Copy the lines below verbatim, beginning with the line that contains "Looking at the image above, identify the yellow" and ending after the line that contains "203;525;246;563".

(Region annotation listing)
────────────────────

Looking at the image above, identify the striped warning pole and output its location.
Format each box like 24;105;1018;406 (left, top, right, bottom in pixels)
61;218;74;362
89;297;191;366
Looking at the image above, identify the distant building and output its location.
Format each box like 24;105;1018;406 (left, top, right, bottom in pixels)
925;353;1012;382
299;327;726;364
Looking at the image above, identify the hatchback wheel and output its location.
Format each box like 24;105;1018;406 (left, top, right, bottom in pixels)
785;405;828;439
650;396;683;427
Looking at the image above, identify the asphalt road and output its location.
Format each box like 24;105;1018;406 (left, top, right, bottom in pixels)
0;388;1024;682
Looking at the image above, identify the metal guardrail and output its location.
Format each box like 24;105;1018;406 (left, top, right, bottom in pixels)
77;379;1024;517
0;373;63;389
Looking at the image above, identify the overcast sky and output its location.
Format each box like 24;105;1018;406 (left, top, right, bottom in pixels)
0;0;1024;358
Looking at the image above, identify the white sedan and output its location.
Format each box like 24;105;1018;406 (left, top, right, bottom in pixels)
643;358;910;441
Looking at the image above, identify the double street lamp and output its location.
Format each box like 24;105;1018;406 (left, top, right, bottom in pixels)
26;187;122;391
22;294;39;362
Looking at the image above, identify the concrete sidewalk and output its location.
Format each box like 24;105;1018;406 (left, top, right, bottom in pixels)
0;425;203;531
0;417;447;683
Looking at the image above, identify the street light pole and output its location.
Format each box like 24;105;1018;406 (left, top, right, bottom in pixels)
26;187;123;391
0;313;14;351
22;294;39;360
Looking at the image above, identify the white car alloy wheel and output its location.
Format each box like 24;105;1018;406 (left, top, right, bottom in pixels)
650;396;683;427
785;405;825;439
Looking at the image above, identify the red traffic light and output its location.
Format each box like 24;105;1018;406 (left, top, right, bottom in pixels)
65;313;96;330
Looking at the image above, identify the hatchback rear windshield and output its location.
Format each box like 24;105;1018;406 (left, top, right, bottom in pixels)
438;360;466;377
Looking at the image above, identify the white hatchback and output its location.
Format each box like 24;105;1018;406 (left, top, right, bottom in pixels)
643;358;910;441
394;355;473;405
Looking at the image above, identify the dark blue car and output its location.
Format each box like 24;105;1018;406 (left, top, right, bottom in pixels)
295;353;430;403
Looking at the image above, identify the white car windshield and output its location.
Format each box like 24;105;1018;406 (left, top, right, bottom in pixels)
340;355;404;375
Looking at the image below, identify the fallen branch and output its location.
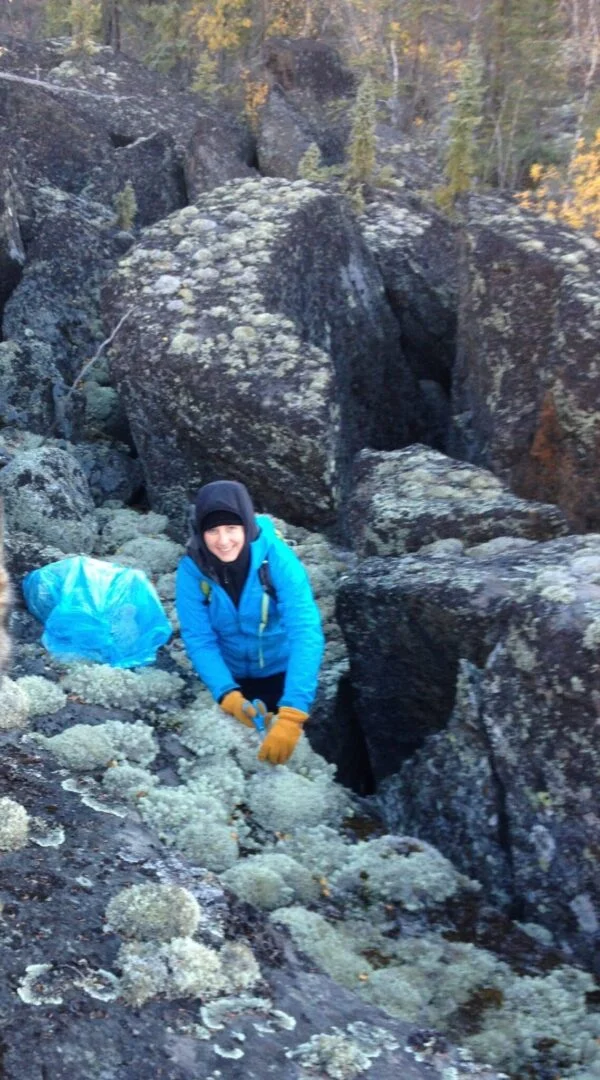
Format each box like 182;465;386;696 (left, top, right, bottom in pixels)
41;308;134;446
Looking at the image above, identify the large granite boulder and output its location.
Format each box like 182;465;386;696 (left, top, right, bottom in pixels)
0;39;248;225
449;199;600;530
347;445;569;556
104;179;420;527
0;445;97;554
338;536;600;960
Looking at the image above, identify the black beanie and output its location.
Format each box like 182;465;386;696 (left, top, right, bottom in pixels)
200;510;244;532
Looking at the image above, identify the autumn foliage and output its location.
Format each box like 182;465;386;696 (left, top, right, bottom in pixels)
516;127;600;239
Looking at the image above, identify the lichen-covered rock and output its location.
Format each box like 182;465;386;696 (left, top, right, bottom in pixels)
349;445;569;556
0;39;228;225
0;446;97;552
339;536;600;959
105;179;419;527
449;199;600;530
360;193;459;394
0;338;63;433
0;675;30;731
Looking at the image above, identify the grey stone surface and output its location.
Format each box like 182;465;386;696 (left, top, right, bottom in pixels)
0;446;97;553
104;179;420;528
449;199;600;530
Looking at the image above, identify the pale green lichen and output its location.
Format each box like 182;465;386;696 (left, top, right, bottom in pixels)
60;662;185;710
0;675;30;731
221;852;321;912
27;720;159;772
118;937;260;1005
331;836;472;912
0;796;29;851
106;883;200;942
15;675;67;716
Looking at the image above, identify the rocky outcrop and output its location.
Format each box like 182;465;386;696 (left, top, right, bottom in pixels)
257;38;356;179
338;536;600;958
2;187;125;408
0;446;97;553
104;180;419;527
360;193;459;397
0;39;250;225
347;445;569;556
257;86;318;180
449;199;600;530
0;170;25;311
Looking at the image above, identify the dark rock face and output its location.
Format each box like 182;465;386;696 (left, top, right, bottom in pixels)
104;180;419;527
257;38;356;179
0;39;248;225
2;188;122;395
0;446;97;552
338;536;600;962
360;194;459;394
449;200;600;530
185;113;256;202
257;86;318;180
349;445;569;556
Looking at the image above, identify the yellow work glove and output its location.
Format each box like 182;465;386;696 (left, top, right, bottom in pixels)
258;705;309;765
220;690;264;728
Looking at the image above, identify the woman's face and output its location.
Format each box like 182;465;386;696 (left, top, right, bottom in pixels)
203;525;246;563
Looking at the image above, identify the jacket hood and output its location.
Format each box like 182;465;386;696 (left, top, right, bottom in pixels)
188;480;259;576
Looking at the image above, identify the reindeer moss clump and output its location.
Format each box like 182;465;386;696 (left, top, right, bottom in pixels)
176;816;239;868
0;796;29;851
222;852;319;912
16;675;67;716
331;836;472;912
118;937;261;1005
106;885;200;942
27;720;158;772
60;663;183;708
0;675;29;731
117;937;226;1005
248;769;350;833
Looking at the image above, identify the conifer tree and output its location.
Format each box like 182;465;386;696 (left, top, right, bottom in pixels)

────────────────────

**OUTPUT OF THE TASK**
Looking at the image above, identify the yellow work glove and output its location.
Format each box like 182;465;386;696 (left, top, right, bottom in pixels)
258;705;309;765
220;690;264;728
Looking at the image above, identify the woman's face and output its location.
Format each box like 182;465;386;696 (left, top, right, bottom in pixels)
203;525;246;563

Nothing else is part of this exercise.